Entries drawn from a collection
---+---

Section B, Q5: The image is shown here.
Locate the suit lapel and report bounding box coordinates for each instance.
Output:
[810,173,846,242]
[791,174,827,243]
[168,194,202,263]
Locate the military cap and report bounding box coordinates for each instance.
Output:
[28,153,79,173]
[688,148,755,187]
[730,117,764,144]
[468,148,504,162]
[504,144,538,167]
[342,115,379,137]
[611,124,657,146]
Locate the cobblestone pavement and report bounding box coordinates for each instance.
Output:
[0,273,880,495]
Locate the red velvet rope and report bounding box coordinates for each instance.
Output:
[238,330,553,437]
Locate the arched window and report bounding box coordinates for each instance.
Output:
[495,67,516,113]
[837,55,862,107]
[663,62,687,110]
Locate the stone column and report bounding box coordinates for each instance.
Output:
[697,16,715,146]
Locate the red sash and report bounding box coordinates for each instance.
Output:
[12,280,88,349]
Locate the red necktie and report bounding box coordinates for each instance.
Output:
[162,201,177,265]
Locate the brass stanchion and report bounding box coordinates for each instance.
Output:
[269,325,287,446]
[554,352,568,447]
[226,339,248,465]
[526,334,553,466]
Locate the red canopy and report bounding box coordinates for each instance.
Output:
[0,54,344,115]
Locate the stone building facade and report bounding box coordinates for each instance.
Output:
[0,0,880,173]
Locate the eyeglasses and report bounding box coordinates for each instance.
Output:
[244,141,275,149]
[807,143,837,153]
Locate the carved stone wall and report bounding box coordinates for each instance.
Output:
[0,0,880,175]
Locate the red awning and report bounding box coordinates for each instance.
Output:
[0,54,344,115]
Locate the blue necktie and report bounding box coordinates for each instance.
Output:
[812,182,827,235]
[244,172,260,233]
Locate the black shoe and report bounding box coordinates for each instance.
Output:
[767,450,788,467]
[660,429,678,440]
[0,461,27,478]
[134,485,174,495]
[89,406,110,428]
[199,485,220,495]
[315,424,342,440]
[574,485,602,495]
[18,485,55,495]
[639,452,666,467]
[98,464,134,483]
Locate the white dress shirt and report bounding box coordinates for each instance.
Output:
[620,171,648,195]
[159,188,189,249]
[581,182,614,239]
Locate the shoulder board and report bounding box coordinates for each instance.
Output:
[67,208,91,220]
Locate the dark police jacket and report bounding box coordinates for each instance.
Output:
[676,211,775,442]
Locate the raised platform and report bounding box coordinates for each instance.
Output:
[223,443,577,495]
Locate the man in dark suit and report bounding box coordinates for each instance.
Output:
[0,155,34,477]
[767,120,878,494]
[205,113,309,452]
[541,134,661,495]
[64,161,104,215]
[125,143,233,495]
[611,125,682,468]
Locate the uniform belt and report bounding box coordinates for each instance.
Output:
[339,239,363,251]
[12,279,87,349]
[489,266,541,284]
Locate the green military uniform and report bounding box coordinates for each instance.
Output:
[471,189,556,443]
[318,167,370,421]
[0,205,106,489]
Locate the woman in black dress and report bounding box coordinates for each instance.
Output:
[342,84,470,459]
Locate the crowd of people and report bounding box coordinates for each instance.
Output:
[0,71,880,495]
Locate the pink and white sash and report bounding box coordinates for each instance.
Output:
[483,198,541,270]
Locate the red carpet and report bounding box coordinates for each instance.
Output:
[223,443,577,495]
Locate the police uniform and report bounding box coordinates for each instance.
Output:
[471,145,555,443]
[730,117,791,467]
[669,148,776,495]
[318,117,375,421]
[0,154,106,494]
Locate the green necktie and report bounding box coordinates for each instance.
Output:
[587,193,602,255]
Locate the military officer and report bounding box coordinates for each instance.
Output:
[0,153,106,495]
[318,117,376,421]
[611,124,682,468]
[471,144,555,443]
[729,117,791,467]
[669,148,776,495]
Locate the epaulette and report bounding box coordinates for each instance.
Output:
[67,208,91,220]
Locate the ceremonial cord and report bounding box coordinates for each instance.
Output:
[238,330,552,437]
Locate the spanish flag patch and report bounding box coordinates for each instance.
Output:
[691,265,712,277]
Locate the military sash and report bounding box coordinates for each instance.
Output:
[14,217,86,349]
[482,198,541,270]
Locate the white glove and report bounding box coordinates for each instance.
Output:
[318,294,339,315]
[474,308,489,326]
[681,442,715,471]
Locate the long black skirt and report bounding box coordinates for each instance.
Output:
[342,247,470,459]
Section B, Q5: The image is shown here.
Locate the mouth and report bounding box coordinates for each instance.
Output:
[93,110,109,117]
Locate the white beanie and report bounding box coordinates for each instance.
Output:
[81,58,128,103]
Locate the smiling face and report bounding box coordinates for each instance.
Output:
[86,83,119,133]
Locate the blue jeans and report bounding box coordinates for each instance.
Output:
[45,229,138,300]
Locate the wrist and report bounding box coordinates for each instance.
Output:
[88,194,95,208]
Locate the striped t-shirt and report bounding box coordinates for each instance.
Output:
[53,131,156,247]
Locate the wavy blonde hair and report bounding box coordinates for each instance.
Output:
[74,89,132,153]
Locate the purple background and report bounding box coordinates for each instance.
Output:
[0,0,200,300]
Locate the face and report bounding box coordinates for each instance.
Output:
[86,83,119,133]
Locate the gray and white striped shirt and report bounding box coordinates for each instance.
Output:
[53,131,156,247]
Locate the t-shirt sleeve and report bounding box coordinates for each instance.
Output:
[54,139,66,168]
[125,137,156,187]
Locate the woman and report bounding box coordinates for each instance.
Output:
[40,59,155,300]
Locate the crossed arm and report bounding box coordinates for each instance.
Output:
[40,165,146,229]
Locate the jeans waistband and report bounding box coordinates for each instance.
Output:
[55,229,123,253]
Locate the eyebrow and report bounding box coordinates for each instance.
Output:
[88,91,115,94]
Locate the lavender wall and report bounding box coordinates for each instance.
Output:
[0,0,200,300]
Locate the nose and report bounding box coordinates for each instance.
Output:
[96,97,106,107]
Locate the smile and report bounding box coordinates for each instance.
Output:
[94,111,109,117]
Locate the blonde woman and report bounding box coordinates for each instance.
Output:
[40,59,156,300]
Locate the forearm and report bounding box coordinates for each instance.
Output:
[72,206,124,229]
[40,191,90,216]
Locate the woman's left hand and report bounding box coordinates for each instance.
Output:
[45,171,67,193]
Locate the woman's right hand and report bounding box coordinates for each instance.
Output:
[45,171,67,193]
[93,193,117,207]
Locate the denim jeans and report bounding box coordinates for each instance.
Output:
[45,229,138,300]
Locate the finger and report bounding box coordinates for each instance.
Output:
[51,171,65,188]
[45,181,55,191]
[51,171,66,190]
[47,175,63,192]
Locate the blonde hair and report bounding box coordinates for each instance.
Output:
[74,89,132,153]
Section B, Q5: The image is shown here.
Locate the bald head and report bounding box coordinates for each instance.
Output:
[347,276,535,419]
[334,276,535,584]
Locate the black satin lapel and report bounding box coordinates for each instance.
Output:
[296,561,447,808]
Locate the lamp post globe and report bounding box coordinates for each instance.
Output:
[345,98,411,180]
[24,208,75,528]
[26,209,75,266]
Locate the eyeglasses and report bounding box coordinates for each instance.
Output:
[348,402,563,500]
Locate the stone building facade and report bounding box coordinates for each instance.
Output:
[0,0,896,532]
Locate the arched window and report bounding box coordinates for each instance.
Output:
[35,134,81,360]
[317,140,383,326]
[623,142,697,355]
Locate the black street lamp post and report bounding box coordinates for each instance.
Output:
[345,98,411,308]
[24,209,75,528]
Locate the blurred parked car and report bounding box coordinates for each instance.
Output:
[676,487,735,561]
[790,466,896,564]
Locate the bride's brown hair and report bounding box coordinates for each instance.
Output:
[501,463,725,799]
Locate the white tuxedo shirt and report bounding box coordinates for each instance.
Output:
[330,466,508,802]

---+---

§ **Job**:
Extract every line of the material above that contains the string "face". Case counts.

§ **Solution to the problem**:
Locate the smiling face and report bounding box coordinates for each instance.
Locate the face and report bounding box coordinates for each instance.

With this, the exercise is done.